Rows from a dataset>

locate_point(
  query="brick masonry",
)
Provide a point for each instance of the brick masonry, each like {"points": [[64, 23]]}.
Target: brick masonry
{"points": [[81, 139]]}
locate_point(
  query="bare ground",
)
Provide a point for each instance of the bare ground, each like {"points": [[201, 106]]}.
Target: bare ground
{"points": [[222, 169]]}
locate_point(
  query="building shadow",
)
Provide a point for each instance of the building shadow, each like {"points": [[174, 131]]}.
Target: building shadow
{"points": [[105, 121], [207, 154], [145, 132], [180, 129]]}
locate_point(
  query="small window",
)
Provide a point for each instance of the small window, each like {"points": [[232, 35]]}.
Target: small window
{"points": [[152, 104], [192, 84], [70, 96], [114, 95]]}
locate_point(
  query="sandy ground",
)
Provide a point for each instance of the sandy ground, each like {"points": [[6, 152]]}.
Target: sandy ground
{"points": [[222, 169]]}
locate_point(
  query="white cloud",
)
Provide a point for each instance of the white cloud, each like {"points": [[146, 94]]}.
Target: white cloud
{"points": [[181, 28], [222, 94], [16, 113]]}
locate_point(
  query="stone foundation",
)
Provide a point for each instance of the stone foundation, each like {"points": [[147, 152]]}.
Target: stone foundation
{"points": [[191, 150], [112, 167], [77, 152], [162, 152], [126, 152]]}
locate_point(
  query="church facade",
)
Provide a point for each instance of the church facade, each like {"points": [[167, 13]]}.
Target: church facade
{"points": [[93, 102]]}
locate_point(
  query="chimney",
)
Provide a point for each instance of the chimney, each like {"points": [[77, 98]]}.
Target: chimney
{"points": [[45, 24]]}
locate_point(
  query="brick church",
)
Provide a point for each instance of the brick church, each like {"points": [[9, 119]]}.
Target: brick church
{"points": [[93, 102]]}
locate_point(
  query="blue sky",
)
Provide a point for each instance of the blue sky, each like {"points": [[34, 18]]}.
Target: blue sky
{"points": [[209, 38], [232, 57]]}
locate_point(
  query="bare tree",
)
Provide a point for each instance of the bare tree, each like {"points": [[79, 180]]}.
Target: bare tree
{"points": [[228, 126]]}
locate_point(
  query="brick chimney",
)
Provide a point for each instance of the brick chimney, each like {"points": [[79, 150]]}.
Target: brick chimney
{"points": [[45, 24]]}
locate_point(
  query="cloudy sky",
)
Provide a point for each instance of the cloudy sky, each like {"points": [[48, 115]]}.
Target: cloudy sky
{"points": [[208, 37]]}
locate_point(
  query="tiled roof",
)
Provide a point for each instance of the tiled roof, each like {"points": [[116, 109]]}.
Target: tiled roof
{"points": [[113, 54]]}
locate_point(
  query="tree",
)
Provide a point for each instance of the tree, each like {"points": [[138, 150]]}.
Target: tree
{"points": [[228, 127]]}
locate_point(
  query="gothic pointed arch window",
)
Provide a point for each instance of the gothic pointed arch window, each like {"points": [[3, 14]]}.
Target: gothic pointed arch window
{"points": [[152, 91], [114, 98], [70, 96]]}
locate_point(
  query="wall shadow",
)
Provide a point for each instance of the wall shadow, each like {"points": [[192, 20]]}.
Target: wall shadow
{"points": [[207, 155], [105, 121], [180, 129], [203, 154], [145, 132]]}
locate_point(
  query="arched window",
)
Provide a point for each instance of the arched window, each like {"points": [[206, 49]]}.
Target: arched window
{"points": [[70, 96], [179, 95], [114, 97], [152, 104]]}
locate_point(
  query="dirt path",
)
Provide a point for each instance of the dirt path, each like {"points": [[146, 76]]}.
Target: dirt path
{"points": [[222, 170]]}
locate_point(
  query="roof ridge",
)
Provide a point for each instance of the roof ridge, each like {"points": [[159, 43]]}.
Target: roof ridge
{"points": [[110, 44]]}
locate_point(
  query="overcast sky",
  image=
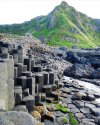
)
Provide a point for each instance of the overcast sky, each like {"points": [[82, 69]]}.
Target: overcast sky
{"points": [[18, 11]]}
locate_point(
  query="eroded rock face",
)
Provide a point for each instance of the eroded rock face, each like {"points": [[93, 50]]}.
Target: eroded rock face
{"points": [[79, 71], [16, 118]]}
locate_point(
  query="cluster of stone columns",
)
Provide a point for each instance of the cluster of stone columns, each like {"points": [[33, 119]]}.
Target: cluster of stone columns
{"points": [[27, 83]]}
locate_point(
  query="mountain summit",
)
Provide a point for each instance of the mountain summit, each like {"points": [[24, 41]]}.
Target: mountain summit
{"points": [[64, 26]]}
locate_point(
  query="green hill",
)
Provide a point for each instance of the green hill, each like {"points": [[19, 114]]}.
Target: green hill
{"points": [[64, 26]]}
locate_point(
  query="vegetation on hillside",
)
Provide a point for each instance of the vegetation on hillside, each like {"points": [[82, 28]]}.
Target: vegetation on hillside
{"points": [[64, 26]]}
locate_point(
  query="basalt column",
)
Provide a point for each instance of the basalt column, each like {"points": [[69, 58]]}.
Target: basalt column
{"points": [[3, 86], [10, 83], [20, 54], [27, 61]]}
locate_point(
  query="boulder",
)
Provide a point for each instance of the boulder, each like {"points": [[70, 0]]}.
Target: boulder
{"points": [[95, 111], [16, 118], [79, 70]]}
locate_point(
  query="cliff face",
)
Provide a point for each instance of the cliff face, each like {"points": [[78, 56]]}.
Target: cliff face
{"points": [[64, 26]]}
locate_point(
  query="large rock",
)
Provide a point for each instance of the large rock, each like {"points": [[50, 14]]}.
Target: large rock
{"points": [[96, 74], [16, 118], [79, 70]]}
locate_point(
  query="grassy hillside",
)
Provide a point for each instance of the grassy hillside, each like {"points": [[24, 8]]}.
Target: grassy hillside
{"points": [[64, 26]]}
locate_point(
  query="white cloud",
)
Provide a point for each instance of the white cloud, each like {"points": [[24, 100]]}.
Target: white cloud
{"points": [[17, 11]]}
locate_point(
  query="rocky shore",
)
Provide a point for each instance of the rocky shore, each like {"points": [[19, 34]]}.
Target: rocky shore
{"points": [[35, 90]]}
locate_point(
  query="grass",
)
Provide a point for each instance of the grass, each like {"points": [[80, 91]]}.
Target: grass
{"points": [[62, 108], [65, 120], [72, 119]]}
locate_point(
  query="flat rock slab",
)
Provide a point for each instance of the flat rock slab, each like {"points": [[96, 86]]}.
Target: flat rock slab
{"points": [[85, 110], [88, 105], [96, 111]]}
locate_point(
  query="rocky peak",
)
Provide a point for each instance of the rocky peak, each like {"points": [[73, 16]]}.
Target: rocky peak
{"points": [[64, 4]]}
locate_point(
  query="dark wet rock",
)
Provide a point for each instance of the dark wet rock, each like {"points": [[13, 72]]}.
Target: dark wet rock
{"points": [[96, 74], [79, 70], [88, 105], [79, 104], [95, 111], [20, 108], [49, 116], [79, 115], [75, 110], [90, 97], [68, 101], [85, 110], [59, 113], [97, 120]]}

EXERCISE PROMPT> Identify each line in the rows above that contains the string "cloudy", and copy those lines.

EXERCISE RESULT>
  query="cloudy sky",
Provide a point for each instance of the cloudy sky, each like {"points": [[48, 115]]}.
Target: cloudy sky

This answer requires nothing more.